(What is being asked) Quote the entries that follow exactly, leaving none out.
= Beginning of Section =
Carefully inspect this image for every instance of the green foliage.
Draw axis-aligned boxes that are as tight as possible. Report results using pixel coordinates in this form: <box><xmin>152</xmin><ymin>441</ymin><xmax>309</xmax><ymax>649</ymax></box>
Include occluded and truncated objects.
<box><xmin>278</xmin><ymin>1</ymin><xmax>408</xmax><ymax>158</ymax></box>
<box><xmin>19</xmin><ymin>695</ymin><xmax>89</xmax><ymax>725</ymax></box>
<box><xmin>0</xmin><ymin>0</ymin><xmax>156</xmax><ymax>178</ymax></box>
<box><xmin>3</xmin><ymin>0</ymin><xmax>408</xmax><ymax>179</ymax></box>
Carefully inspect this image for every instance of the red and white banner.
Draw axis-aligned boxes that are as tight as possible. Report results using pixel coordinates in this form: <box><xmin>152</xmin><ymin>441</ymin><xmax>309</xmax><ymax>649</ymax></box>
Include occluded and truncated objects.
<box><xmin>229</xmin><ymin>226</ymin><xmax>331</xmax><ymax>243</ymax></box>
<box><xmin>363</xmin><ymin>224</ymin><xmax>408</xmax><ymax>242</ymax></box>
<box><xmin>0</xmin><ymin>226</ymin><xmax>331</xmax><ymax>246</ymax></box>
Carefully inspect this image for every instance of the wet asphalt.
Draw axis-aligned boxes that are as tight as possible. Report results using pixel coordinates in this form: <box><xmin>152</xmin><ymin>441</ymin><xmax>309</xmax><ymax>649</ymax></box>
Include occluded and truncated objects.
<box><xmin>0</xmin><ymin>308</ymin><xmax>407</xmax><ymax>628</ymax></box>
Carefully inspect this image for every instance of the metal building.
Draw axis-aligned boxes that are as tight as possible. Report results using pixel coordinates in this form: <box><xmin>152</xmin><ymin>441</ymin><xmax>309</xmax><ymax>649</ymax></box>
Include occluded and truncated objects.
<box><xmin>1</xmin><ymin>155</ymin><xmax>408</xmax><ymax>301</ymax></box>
= End of Section =
(Your response)
Carefully inspect this image for every instance of the green foliage.
Draw axis-aligned boxes that are as tight as possible. Report results using pixel coordinates in this form: <box><xmin>152</xmin><ymin>441</ymin><xmax>309</xmax><ymax>649</ymax></box>
Include occluded and truncated objects.
<box><xmin>278</xmin><ymin>1</ymin><xmax>408</xmax><ymax>158</ymax></box>
<box><xmin>19</xmin><ymin>695</ymin><xmax>89</xmax><ymax>725</ymax></box>
<box><xmin>0</xmin><ymin>0</ymin><xmax>156</xmax><ymax>178</ymax></box>
<box><xmin>3</xmin><ymin>0</ymin><xmax>408</xmax><ymax>179</ymax></box>
Carefully inspect this image for every instance of the red and white banner.
Draw axis-aligned boxes that are as tight as possible. Report results using pixel coordinates in this form: <box><xmin>152</xmin><ymin>441</ymin><xmax>309</xmax><ymax>649</ymax></box>
Include occluded and truncated objects.
<box><xmin>229</xmin><ymin>226</ymin><xmax>331</xmax><ymax>243</ymax></box>
<box><xmin>363</xmin><ymin>224</ymin><xmax>408</xmax><ymax>242</ymax></box>
<box><xmin>0</xmin><ymin>226</ymin><xmax>331</xmax><ymax>246</ymax></box>
Carefully inspect this image for every instance of the wet asphalt.
Draw axis-aligned boxes that are as tight as possible. Report results using pixel coordinates in this form: <box><xmin>152</xmin><ymin>441</ymin><xmax>309</xmax><ymax>649</ymax></box>
Include occluded and truncated objects.
<box><xmin>0</xmin><ymin>308</ymin><xmax>407</xmax><ymax>628</ymax></box>
Carefully inspect this image for every instance of the metal building.
Draw axis-aligned boxes that are as tight as possible. Report results using pixel coordinates in this form: <box><xmin>152</xmin><ymin>441</ymin><xmax>309</xmax><ymax>649</ymax></box>
Include occluded and truncated objects.
<box><xmin>1</xmin><ymin>155</ymin><xmax>408</xmax><ymax>301</ymax></box>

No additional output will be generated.